Tom Alexander, on the other hand, testified by deposition that he was not planning personally to try the case in Tyler, but rather intended for Ms. Mingledorff to try the case.
The expert witness 8 for Turtur & Associates, Inc. testified at the malpractice trial as follows:
Q. Based on Mr. Alexander's own admissions, sir, do you believe that he should have communicated these facts to Ms. Mingledorff as soon as he knew them to be true, that he did not intend to take the case to trial?
A. In my opinion he should have, just as soon as he knew it, communicated both to the Turturs and Ms. Mingledorff.
The expert further testified that it was his understanding from the materials he reviewed that the Turturs specifically wanted someone with the unique qualifications, qualities, and experiences of “a Tom Alexander,” explaining that:
I know Mr. Alexander. I know his reputation. I know his experience. He's a very fine trial lawyer.
Instead, Ms. Mingledorff was the trial attorney who handled the case for the firm. The evidence indicated Mingledorff had no experience in civil court. She had been an assistant district attorney for approximately 10 years, and had been employed by Tom Alexander's firm for about two weeks at the time she began to work on the Turturs' case. Mingledorff represented to the Tyler bankruptcy court judge that she had not reviewed the documents that had been produced by McKellar Ranch, including accounting records and records with regard to the cattle embryos. The Turturs' expert witness testified it constituted attorney negligence not to review these relevant documents prior to trial. He further testified:
Q. So, with regard to evidence that may have appeared on these documents, I guess, formulating the overall strategy of how this case is to be presented, would that be something that might benefit from the expertise, and training, and experience and caginess of a more seasoned lawyer like Tom Alexander?
A. I would think so, yes.

**Set task a**
How many lines in the entries below contain the word "backdrop"? Case counts. Reply with the number only.

**Input rows**
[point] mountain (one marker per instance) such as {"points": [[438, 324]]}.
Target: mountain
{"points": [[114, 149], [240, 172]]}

...

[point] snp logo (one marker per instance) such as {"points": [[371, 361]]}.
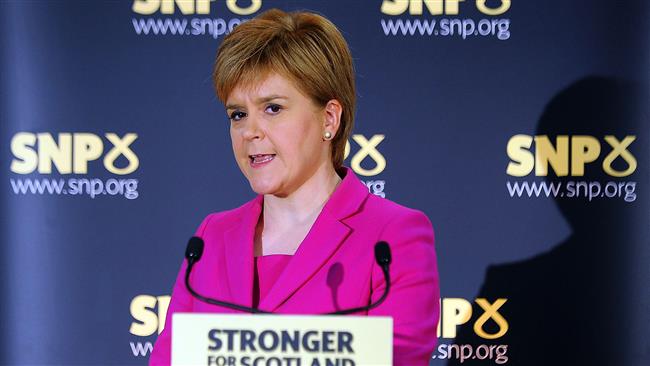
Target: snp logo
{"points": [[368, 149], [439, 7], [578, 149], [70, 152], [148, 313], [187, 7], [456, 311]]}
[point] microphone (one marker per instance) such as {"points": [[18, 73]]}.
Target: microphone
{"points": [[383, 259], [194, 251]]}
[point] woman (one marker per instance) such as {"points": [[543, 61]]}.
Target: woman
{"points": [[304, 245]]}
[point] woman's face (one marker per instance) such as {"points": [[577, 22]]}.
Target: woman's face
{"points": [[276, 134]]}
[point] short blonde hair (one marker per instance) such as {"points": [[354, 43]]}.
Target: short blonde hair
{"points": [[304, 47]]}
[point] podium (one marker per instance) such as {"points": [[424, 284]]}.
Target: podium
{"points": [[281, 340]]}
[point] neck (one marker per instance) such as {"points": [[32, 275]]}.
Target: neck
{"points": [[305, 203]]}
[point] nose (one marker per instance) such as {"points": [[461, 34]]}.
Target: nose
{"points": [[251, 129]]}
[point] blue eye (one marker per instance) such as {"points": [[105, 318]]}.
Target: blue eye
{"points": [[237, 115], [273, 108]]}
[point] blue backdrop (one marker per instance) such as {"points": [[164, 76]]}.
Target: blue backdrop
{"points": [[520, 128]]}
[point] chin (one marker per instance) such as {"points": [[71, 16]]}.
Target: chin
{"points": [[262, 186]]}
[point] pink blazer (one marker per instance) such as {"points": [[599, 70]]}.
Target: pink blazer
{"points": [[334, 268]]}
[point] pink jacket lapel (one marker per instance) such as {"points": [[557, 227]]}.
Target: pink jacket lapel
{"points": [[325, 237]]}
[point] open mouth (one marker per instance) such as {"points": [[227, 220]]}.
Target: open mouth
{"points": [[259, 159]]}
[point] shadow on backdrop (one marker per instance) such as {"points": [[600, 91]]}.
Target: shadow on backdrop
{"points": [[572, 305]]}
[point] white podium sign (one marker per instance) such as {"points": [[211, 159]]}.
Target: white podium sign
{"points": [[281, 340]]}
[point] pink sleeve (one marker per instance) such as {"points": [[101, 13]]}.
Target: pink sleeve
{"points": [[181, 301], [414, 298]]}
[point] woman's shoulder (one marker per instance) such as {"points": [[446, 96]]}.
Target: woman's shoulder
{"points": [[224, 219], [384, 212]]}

**Set task b**
Rewrite the stretch of the malpractice excerpt above from "Tom Alexander, on" through "try the case.", swapping "deposition" for "affidavit".

**Complete output a**
4

**Complete output b**
Tom Alexander, on the other hand, testified by affidavit that he was not planning personally to try the case in Tyler, but rather intended for Ms. Mingledorff to try the case.